▶ [What the exercise asks]
Continue the post about flying a drone over Flatland from where it stops.

Meanwhile in Flatland

This week I got out my DJI Mavic Pro for the first time in about 10 months. After charging all batteries, updating firmware on the drone, and recalibrating the sensors on the drone, I did a test flight. This was all about remembering how to use the thing and to see if it was working properly. All good. I got a nice landscape image from the air that did justice to the gorgeous clouds. You’re looking east toward Lowell, Michigan, with Fulton Street on the left.

Later, I did a second flight, more to remember how see “see” with a drone. It’s very different from a hand-held or tripod-mounting camera on the ground. It’s especially different if you like two-dimensional images with an abstract quality, where the camera is pointing straight down. Images from the ground feel three-dimensional because there are a vertical elements in the image. Images shot from above, with the camera pointing straight down, compress the vertical elements, even tall ones like trees, utility poles, and multi-story buildings. This is more true the higher the drone is.

Here are three that I liked from that second flight, abstract, two-dimensional feeling images of landscape, processed in black and white. Both are of backyards in my neighborhood.

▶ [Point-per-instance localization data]
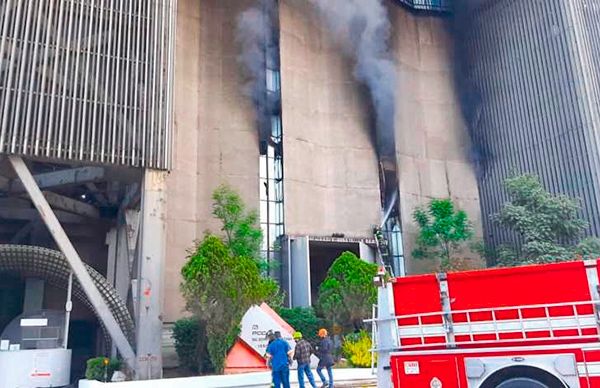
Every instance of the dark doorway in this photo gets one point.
(322, 256)
(82, 342)
(12, 291)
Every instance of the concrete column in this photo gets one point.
(387, 337)
(150, 276)
(366, 252)
(300, 272)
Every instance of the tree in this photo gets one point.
(219, 287)
(243, 234)
(348, 294)
(442, 229)
(548, 224)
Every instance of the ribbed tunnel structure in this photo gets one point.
(52, 266)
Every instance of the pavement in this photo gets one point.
(343, 378)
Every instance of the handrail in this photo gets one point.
(499, 341)
(429, 5)
(488, 309)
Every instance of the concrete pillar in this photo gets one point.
(387, 337)
(366, 252)
(150, 276)
(34, 295)
(300, 270)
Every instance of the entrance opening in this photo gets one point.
(322, 256)
(94, 205)
(11, 299)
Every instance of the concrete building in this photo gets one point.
(129, 114)
(531, 90)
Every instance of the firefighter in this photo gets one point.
(325, 354)
(302, 354)
(279, 353)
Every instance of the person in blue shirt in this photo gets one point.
(279, 352)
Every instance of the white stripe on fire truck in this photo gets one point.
(593, 369)
(500, 326)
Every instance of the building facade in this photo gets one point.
(531, 87)
(129, 114)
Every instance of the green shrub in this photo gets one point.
(347, 295)
(219, 288)
(190, 344)
(357, 349)
(97, 370)
(302, 319)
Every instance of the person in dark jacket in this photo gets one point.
(279, 352)
(325, 354)
(302, 353)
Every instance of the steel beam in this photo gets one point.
(31, 214)
(68, 177)
(74, 260)
(150, 275)
(71, 205)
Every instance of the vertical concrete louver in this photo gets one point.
(532, 74)
(87, 80)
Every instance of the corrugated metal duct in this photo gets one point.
(87, 80)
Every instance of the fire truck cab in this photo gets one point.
(527, 327)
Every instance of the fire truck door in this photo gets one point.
(426, 372)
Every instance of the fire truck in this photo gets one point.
(534, 326)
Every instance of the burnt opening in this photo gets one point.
(322, 256)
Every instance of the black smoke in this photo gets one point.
(257, 39)
(363, 30)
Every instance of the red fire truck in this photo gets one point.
(528, 327)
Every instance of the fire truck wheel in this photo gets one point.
(522, 377)
(522, 382)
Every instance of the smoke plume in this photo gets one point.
(254, 35)
(363, 30)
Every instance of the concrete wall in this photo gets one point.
(330, 167)
(331, 177)
(432, 141)
(215, 139)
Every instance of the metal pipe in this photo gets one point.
(96, 83)
(61, 124)
(153, 121)
(11, 66)
(75, 83)
(41, 105)
(84, 101)
(117, 89)
(62, 241)
(125, 129)
(162, 81)
(68, 308)
(21, 79)
(103, 155)
(146, 116)
(136, 111)
(53, 96)
(33, 73)
(171, 82)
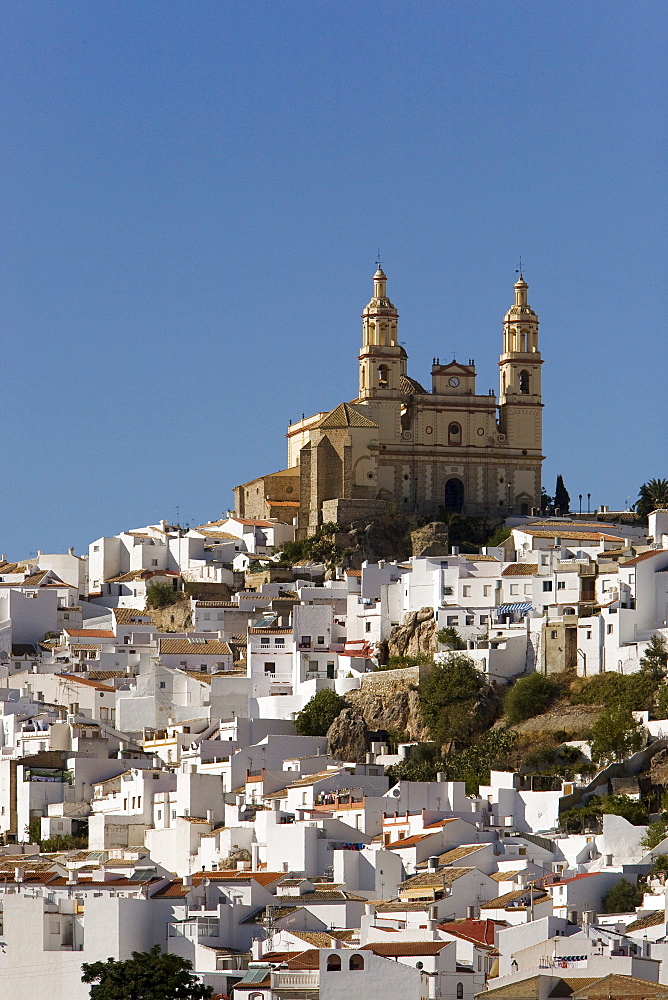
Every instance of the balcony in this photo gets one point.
(295, 980)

▶ [Result below]
The last two are in color. My favorite of the two, the cover image for this post, is trees and water, with the sky reflecting in the green-blue of the water. I used a contrasty, saturated film style in processing the image. The second is Fulton Street. Just like I would do in street photography, I set up the frame and then waited for some traffic. I liked the balance of driveways in this framing. I took about ten images with cars coming through the frame and picked the one you see. I liked the energy of cars on the far left and right leaving the scene and the car in the driveway getting ready to pull into traffic.

Every time I take out my drone I dream about getting a better one. The sensor on this one does well in daylight, but it’s weak in low light, which means it’s not great with sunrise, sunset, or night-time images. But I’ll need to do a lot more photography with this drone before I can justify getting a better one. There is so much to photography from the ground and the air, but only so much time to do it when you work full-time.

Enjoy the weather and stay safe out there. I’m gratified to see COVID-19 numbers falling in the US, even as they are higher in Canada for the first time and appallingly high in South America and India. So don’t take the lower numbers in the US at the moment for granted. Be smart, be safe.

2 replies to “Meanwhile in Flatland

  1. I have mixed, not black-and-white feelings about drone photography, stemming around issues with their questionable use by the less conscientious in densely populated urban settings or wilderness areas (especially the latter) but these pictures are fascinating and very, very enjoyable. I’ve enjoyed your other aerial photography, too. As always, appreciate your thoughtful narrative.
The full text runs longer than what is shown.